# concrete block house with SBC: roof question



## Sparticle (Nov 1, 2004)

We started out building a dry stack block house but soon discovered how irregular the blocks were. We have been mortaring instead. The rules for dry stack walls say that the roof must go on after the surface bonding cement goes on. Since this is no longer a dry stack wall, can the roof go on before the SBC? It would be nicer to have a covered area in which to work. By the way, its an underground house.


----------



## SteveO (Apr 14, 2009)

Sorry you still need to follow the rules you also need to grout the cores and put the bond beam or 2 in the middle of the wall (I can;t remember how far up or how many courses and the bond beam at the top to hold your roof down. We ended up hanging a tarp on some 16ft 2x4 to work under.
That sun sure makes it hard to coat wet the wall with a garden sprayer it will extend your working time.
If this is a underground don't you grout all the cores????
Steve


----------



## cowkeeper (Feb 17, 2007)

When using the dry stack, surface bonding method, you need to shim the blocks to keep everything straight. Brick ties work well for this, flush with the wall of course. FHB had some excellent articles on this method some years ago.ck


----------



## Sparticle (Nov 1, 2004)

[Data entries]

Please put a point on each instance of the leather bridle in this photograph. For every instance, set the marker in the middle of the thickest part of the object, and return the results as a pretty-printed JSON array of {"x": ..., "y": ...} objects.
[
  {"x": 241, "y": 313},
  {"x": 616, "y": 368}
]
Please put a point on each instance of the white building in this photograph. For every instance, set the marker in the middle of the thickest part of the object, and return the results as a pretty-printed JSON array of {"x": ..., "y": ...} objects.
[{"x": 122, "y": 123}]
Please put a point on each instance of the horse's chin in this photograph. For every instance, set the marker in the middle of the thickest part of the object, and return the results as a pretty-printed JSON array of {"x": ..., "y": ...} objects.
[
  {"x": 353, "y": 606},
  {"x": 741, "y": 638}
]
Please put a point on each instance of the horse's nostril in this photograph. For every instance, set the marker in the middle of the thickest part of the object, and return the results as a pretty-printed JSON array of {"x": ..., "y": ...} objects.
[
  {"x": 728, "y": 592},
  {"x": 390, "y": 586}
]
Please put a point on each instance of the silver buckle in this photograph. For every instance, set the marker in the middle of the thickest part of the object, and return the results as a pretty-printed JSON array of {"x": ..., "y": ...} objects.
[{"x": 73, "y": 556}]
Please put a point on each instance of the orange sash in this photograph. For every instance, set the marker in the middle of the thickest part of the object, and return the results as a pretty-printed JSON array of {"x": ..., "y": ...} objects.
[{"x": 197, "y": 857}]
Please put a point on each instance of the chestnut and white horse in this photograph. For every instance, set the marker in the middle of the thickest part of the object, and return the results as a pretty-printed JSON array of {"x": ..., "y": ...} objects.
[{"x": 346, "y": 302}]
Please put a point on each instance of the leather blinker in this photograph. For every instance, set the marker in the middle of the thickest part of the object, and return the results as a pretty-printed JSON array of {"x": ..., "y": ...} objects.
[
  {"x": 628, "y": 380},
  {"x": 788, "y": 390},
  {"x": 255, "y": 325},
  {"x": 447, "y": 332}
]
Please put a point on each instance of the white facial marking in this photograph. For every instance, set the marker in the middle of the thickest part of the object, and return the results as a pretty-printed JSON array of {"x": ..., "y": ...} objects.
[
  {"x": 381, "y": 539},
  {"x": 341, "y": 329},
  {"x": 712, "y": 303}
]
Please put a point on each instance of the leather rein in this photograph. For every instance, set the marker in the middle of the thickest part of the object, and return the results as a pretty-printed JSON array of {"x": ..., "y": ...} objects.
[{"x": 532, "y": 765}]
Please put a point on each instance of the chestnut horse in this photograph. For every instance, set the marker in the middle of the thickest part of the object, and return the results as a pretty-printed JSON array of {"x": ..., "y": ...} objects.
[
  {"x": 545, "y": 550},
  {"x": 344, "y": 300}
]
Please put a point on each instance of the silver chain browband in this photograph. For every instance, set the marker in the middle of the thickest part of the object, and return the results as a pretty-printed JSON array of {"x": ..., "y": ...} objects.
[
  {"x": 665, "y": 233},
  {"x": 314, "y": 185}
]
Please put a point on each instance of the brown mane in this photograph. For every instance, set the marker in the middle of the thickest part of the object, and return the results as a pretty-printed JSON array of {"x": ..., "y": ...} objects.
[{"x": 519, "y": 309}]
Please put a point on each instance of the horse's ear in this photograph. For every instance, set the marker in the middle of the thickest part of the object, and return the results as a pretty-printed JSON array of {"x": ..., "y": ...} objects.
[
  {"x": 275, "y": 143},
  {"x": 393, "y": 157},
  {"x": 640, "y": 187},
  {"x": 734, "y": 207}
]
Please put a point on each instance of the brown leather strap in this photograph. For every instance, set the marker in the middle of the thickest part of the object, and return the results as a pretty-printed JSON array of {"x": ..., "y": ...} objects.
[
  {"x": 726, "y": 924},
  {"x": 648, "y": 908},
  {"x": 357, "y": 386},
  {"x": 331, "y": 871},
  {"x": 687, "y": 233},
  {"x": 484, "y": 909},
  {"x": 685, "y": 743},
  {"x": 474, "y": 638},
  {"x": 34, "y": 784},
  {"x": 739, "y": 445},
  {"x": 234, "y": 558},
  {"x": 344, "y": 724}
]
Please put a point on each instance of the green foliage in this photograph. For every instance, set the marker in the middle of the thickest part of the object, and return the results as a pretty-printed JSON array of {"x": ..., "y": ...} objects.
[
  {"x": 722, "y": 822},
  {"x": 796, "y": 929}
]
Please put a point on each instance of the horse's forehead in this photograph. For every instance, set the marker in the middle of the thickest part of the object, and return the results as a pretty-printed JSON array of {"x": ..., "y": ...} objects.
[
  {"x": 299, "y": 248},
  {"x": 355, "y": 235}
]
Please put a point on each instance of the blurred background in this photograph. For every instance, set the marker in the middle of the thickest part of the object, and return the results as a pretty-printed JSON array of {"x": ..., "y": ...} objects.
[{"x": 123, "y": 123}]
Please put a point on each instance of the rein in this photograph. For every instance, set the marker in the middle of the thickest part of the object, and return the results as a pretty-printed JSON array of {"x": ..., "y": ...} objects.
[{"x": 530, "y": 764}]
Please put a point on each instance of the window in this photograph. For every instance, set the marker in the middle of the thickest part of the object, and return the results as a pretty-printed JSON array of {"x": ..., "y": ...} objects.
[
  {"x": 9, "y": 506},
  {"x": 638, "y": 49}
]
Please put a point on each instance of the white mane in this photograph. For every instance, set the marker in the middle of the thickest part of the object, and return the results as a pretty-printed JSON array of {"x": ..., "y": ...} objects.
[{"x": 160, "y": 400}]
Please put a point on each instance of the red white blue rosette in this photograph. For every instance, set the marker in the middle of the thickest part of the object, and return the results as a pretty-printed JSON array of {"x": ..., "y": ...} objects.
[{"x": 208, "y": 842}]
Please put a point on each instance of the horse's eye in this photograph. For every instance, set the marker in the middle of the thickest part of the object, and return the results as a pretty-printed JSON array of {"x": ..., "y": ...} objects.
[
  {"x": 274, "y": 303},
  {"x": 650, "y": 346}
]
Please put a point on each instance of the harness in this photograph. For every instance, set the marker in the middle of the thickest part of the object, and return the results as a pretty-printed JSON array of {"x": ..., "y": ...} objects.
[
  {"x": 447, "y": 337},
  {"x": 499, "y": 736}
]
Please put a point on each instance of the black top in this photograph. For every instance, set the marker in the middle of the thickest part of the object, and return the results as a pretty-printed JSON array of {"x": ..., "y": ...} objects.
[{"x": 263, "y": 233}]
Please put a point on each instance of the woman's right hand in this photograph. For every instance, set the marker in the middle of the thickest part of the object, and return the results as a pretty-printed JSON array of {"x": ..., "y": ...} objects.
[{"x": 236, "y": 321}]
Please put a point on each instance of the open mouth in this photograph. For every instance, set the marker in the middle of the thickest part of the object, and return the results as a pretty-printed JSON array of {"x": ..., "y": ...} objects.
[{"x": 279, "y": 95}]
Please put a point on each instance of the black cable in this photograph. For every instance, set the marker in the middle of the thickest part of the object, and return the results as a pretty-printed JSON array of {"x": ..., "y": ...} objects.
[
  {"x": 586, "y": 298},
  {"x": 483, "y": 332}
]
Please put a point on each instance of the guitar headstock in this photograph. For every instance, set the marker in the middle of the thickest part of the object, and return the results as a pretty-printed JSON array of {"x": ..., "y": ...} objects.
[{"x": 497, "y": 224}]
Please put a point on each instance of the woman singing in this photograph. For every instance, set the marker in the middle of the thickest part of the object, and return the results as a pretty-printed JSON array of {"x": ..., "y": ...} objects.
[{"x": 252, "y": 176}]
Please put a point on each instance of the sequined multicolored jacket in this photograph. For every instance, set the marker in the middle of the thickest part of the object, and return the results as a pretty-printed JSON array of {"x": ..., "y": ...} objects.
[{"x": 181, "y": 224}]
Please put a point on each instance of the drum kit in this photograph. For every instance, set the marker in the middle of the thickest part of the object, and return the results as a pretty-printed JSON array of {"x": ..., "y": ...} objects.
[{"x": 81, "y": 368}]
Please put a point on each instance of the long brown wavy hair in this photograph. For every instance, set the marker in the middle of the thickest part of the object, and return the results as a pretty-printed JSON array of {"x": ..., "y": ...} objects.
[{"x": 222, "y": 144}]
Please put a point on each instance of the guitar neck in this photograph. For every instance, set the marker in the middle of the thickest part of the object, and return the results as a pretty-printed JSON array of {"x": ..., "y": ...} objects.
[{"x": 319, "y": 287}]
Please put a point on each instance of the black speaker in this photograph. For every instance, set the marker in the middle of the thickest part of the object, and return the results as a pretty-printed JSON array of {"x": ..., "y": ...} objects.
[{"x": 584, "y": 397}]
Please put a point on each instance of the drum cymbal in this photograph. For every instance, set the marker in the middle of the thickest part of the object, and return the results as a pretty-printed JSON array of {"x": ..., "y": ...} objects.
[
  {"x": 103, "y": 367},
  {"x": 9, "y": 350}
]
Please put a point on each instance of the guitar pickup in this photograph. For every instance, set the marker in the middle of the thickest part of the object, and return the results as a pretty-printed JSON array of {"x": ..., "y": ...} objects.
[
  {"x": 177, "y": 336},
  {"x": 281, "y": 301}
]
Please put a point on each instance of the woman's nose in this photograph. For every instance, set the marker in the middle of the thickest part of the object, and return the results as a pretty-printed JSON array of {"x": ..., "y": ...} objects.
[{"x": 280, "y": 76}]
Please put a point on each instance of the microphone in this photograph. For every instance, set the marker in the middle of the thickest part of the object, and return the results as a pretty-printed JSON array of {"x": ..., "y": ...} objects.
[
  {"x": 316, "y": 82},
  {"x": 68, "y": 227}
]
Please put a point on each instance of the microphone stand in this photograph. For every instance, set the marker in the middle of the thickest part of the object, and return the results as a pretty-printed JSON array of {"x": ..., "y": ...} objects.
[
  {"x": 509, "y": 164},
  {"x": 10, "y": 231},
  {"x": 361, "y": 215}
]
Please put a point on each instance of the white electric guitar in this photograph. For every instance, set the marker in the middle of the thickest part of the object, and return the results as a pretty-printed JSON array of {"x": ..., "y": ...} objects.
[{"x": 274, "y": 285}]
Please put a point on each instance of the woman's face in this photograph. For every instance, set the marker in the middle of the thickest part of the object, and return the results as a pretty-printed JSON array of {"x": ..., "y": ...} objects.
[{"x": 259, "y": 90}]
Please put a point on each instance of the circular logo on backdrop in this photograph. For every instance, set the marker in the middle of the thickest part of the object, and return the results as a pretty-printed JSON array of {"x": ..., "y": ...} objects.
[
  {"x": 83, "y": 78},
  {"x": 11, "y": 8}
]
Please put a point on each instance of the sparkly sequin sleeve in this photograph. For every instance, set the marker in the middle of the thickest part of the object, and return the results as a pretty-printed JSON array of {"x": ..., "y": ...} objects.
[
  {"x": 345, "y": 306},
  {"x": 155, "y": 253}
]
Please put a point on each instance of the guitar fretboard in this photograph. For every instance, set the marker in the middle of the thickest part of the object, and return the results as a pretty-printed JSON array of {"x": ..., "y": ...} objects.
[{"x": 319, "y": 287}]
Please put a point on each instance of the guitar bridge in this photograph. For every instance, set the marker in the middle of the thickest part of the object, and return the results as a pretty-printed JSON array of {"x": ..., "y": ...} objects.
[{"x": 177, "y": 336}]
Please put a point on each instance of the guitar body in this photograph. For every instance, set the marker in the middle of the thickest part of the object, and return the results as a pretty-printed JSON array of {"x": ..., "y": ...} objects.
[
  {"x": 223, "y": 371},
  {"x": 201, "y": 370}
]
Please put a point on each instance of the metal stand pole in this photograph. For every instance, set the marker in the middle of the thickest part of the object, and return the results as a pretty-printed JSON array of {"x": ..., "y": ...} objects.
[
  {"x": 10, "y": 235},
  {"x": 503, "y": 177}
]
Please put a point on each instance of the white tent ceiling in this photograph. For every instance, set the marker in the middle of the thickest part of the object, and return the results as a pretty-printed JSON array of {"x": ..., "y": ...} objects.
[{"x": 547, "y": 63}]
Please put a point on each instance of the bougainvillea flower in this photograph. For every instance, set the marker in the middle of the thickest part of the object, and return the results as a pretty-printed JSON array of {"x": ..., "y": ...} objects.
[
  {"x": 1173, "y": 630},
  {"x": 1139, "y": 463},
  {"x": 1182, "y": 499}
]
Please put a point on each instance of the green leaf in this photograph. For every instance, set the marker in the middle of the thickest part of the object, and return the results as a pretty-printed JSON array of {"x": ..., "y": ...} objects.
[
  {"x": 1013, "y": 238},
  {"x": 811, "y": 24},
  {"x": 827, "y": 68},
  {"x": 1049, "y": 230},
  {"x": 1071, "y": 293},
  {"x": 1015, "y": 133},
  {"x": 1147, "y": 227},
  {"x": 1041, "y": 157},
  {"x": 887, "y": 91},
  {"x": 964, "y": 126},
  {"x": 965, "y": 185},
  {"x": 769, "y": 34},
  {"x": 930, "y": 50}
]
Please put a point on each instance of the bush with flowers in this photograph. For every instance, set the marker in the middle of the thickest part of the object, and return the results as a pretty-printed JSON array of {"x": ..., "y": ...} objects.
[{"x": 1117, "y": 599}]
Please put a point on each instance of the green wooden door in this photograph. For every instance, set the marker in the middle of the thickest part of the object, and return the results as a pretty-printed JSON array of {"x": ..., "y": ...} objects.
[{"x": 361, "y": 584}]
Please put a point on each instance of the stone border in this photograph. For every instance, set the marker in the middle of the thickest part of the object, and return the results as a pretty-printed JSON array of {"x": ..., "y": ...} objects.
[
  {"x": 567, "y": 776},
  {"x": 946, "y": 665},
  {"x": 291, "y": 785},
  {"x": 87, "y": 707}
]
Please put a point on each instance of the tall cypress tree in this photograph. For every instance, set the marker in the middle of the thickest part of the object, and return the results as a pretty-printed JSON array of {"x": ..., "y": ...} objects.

» Required work: Could you pick up the forum thread about roofing a mortared concrete block house from its last line and continue it?

» Reply:
We know all about those shims. Stacking these blocks dry was ridiculous! The blocks were so bad we gave up after 3 courses and started mortaring. 

Yes, we have a bond beam on the 7th course and there will be one up top. We're not filling all of the cores but are filling some. 

Why, since the wall is so strong with concrete and rebar everywhere, can't the roof go on before the SBC?


----------



## ErinP (Aug 23, 2007)

If you're doing mortared joints, why are you surface bonding??


----------



## texican (Oct 4, 2003)

ErinP said:


> If you're doing mortared joints, why are you surface bonding??


Same thinking here... 

If you need shade, I'd stretch some pine poles over the structure, and tie tarps, shadecloth, or whatever, over the work area. I haven't done much on my new home lately, (it's over 100 here already...) but when I do, there's a couple of upright poles with greenhouse shadecloth stretched over the work area, for shading.


----------



## kvr28 (Feb 15, 2009)

I recommend filling all the cores with cement, you'll sleep better at night, when we drystacked ours we cut a bond beam in the 3rd and top course and dropped rebar into each corner and about every 6 feet. 










We hired a pump truck for 700 dollars and I think it took 13 yards of cement, so the cost was right around 2000 dollars, I'm glad we did it










due to the uniformity issues, I cut square shims out of aluminum coil stock and used those to shim the blocks, that was the biggest pain in the whole process. This was taken the morning after I finished stacking, felt good to be done










good luck with your project


----------



## kvr28 (Feb 15, 2009)

and if you mortared all the joints the sbc is going to be wasted time and money, the sbc works by creating a thin shell with fibres tying together the joints, with the mortar gap, your loosing the reason for applying the sbc


----------



## Sparticle (Nov 1, 2004)

Thanks for all the replies and advice. 

We only mortared under and above the blocks, not on the ends of the blocks, thus the need for the SBC. 

The mason laying the blocks said the roof can go on 1 week after the bond beam is poured.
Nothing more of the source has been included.